■ Excerto:
───

Deputado federal Daniel Silveira (PSL-RJ): com o prontuário que tem, como poderia ser eleito com mais de 31 mil votos?Imagem: Arquivo pessoal
"A que ponto chegamos", lamenta Merval Pereira em sua coluna no Globo, desconsolado com os rumos do país.
Para entender como chegamos até aqui, caro colega, bastaria pegar o currículo, ou melhor, o prontuário de dois personagens que se cruzaram nas eleições de 2018, e analisar a nossa responsabilidade como jornalistas nesta história, que começa na Lava Jato, passa pelo Alto Comando do Exército e desemboca nas ameaças ao Supremo Tribunal Federal.

───

■ Trecho de origem:
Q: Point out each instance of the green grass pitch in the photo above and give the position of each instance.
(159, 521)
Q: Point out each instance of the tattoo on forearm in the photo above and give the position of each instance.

───

■ Ações a executar:
a – Transcreva do excerto sobre Daniel Silveira tudo o que vai desde "Deputado federal Daniel" até "Supremo Tribunal Federal.".
b – Resuma em duas frases o excerto sobre Daniel Silveira.
c – Redija a continuação do excerto sobre Daniel Silveira a partir do ponto em que ele termina.

■ Respostas fornecidas:
a –
Deputado federal Daniel Silveira (PSL-RJ): com o prontuário que tem, como poderia ser eleito com mais de 31 mil votos?Imagem: Arquivo pessoal
"A que ponto chegamos", lamenta Merval Pereira em sua coluna no Globo, desconsolado com os rumos do país.
Para entender como chegamos até aqui, caro colega, bastaria pegar o currículo, ou melhor, o prontuário de dois personagens que se cruzaram nas eleições de 2018, e analisar a nossa responsabilidade como jornalistas nesta história, que começa na Lava Jato, passa pelo Alto Comando do Exército e desemboca nas ameaças ao Supremo Tribunal Federal.

b – Em sua coluna no Globo, Merval Pereira lamenta os rumos do país com a frase "A que ponto chegamos". O texto responde que, para entender como se chegou até aqui, bastaria examinar o prontuário de dois personagens que se cruzaram nas eleições de 2018 e a responsabilidade dos jornalistas numa história que começa na Lava Jato, passa pelo Alto Comando do Exército e desemboca nas ameaças ao Supremo Tribunal Federal.

c –
Ambos abandonaram as fardas para se tornar políticos, depois de serem processados e presos por suas corporações, e foram candidatos pelo PSL, um partido nanico de aluguel, que lhes ofereceu a legenda, assim como a muitos outros policiais e militares eleitos na onda conservadora da chegada pelo voto da extrema-direita ao poder.
Por isso, urge criar antes das próximas eleições uma cláusula de barreira para exigir dos candidatos a apresentação do atestado de antecedentes e de um exame de sanidade mental.
Falo, é claro, do presidente Jair Bolsonaro e do deputado federal Daniel Silveira, dois personagens emblemáticos destes tempos de insânia, idiotia, colera e demência, que colocam em risco a nossa democracia.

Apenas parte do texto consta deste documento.